Carry over the entries below, starting at the line that contains "Can you locate the metal" and ending at the last line of the entries, with the requests included and -7 added to every coordinate in the answer points. Leave the pictures out.

MATERIAL FOR THIS EXERCISE:
· · · ·

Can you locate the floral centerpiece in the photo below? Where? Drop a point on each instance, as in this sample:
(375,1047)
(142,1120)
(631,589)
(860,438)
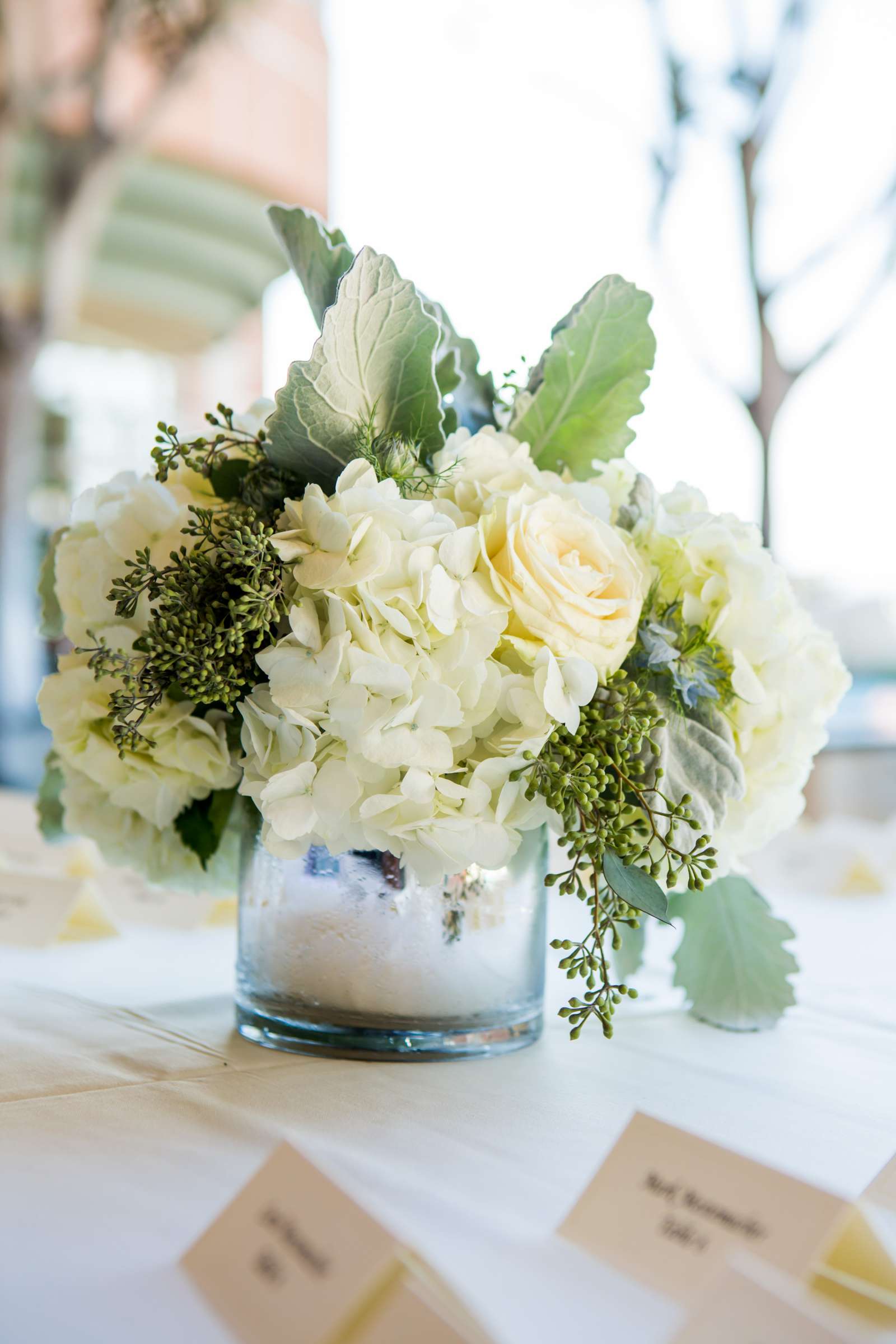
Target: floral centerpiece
(405,615)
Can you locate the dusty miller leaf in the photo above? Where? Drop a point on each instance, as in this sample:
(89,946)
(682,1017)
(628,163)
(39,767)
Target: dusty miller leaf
(587,385)
(629,958)
(375,355)
(473,393)
(50,811)
(319,256)
(731,960)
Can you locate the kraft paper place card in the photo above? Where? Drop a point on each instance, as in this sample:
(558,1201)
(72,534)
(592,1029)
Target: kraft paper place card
(669,1208)
(859,1269)
(408,1315)
(293,1260)
(36,908)
(752,1303)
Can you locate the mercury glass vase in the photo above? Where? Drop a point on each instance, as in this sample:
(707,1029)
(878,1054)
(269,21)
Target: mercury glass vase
(351,956)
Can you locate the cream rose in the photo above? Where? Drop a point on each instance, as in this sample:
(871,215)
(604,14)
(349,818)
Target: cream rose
(573,582)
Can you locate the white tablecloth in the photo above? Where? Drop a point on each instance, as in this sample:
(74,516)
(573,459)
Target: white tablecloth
(130,1113)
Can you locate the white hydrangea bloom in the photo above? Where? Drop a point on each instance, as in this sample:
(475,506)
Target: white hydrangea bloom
(135,799)
(410,679)
(109,525)
(787,673)
(128,841)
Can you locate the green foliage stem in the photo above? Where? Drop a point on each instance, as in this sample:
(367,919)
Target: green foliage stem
(614,822)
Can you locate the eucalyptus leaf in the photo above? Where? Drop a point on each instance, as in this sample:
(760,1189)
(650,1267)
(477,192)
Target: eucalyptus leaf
(319,256)
(50,811)
(629,956)
(227,478)
(50,627)
(589,382)
(731,962)
(375,357)
(634,886)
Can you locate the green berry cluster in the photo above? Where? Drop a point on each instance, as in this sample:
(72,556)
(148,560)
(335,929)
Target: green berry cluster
(605,784)
(216,606)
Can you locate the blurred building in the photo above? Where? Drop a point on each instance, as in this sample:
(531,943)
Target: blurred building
(139,146)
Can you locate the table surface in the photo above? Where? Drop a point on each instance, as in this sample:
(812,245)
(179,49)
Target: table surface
(130,1113)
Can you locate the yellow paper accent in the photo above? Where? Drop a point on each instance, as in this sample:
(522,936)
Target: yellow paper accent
(860,879)
(88,918)
(223,913)
(860,1268)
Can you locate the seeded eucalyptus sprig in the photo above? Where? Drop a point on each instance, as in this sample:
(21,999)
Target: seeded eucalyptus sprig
(395,458)
(249,479)
(216,606)
(621,832)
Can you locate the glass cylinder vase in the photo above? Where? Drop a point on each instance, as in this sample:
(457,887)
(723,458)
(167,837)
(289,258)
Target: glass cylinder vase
(349,956)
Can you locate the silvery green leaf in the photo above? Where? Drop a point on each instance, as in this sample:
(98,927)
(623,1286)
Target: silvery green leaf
(448,370)
(375,357)
(49,804)
(473,394)
(731,962)
(634,886)
(319,256)
(589,382)
(699,757)
(50,627)
(629,958)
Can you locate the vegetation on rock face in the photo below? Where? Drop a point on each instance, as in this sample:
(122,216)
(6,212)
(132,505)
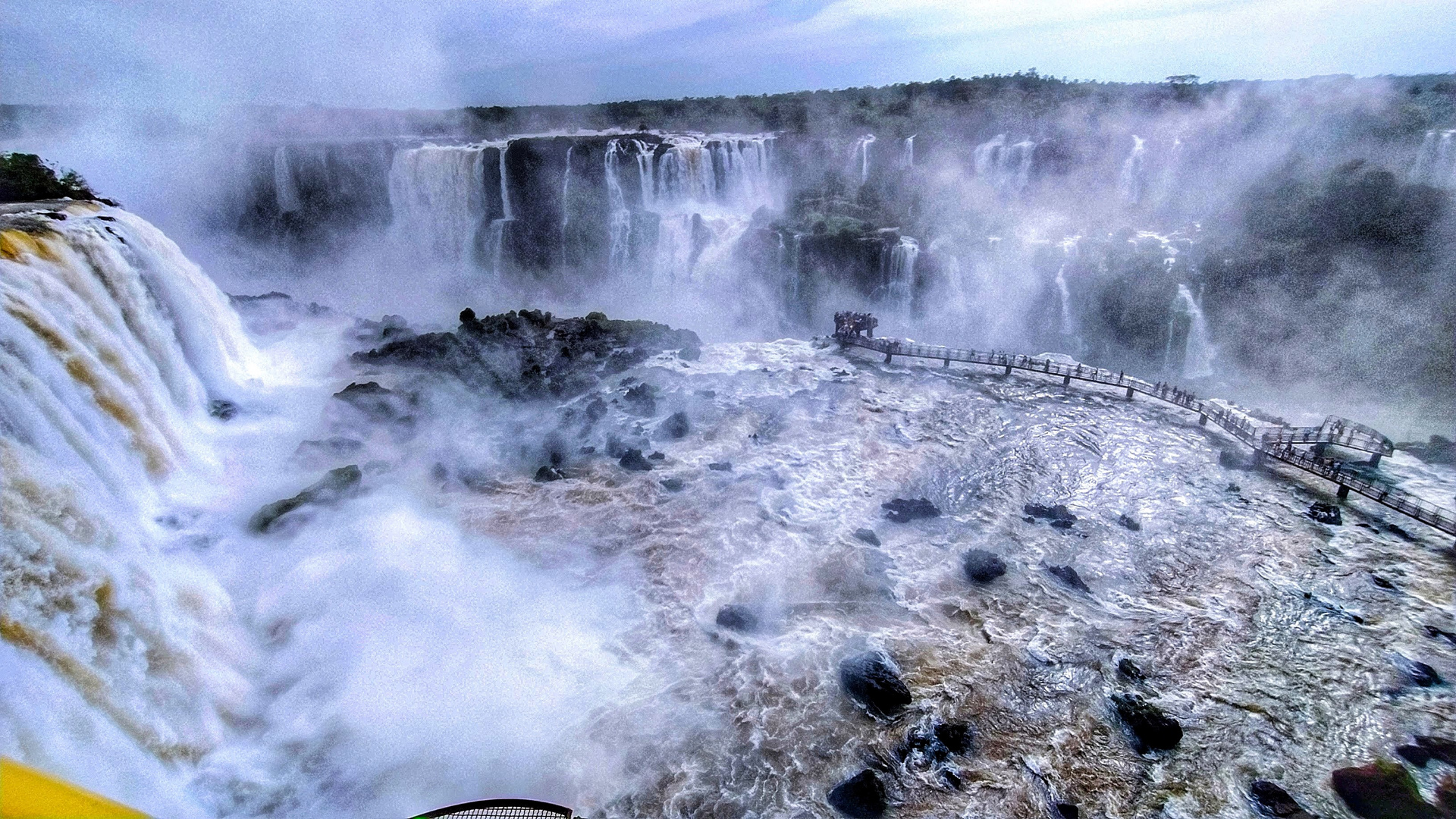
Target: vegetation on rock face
(27,178)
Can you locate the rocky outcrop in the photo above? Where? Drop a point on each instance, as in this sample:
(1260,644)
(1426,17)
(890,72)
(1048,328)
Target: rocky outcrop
(861,796)
(1382,790)
(533,354)
(334,487)
(902,510)
(982,566)
(1152,729)
(873,681)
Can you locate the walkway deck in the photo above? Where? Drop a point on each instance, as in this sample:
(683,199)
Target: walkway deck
(1269,441)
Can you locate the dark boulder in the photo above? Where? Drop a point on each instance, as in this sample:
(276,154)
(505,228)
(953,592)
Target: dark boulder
(1326,513)
(1439,748)
(1049,512)
(332,487)
(737,617)
(1274,802)
(861,796)
(676,426)
(982,566)
(1417,672)
(1382,790)
(902,510)
(873,679)
(632,460)
(1069,576)
(1150,726)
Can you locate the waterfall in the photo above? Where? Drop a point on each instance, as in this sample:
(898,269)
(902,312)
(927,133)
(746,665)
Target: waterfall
(437,196)
(1199,350)
(861,156)
(286,188)
(565,205)
(902,271)
(114,347)
(1130,183)
(1435,161)
(620,223)
(1005,167)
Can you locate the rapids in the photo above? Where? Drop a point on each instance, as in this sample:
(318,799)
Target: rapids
(457,630)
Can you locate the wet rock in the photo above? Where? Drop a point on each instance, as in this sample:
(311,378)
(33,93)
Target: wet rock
(861,796)
(1150,726)
(641,400)
(532,354)
(1053,513)
(1414,754)
(1326,513)
(632,460)
(737,617)
(873,679)
(1130,670)
(982,566)
(1069,577)
(1274,802)
(1416,670)
(676,426)
(1382,790)
(902,510)
(332,487)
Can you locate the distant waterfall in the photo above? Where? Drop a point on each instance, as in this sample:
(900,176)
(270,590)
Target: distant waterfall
(902,271)
(438,199)
(1199,350)
(1130,183)
(286,188)
(1005,167)
(1436,161)
(114,347)
(861,158)
(620,223)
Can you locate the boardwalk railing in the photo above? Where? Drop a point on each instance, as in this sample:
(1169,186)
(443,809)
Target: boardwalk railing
(1269,441)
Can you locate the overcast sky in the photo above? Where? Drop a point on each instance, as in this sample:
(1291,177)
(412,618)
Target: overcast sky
(441,53)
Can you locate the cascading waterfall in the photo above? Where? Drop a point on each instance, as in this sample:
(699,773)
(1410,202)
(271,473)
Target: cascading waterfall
(1130,181)
(437,196)
(286,188)
(1199,350)
(861,156)
(114,350)
(902,271)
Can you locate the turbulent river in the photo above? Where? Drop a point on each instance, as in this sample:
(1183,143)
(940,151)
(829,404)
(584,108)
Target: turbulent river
(450,629)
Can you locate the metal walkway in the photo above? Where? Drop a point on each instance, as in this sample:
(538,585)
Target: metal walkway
(1269,441)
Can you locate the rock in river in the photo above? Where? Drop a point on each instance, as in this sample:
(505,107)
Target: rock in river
(873,679)
(861,796)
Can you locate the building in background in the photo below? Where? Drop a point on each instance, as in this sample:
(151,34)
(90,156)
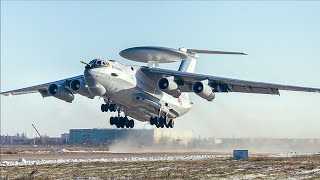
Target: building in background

· · · ·

EXERCISE ANSWER:
Can you locate the metal walkway in the photo above? Where? Drop a point on each instance, as in this sample:
(538,585)
Target: metal walkway
(1262,434)
Can you locate the rock in river in the photo above? Where? Drop a point on each instance, as in this sample:
(505,107)
Target: rock in river
(866,672)
(854,789)
Can you locate the building in background in the photo below? Where? Drop a point on each instance, as in this sample:
(151,34)
(90,156)
Target: building in background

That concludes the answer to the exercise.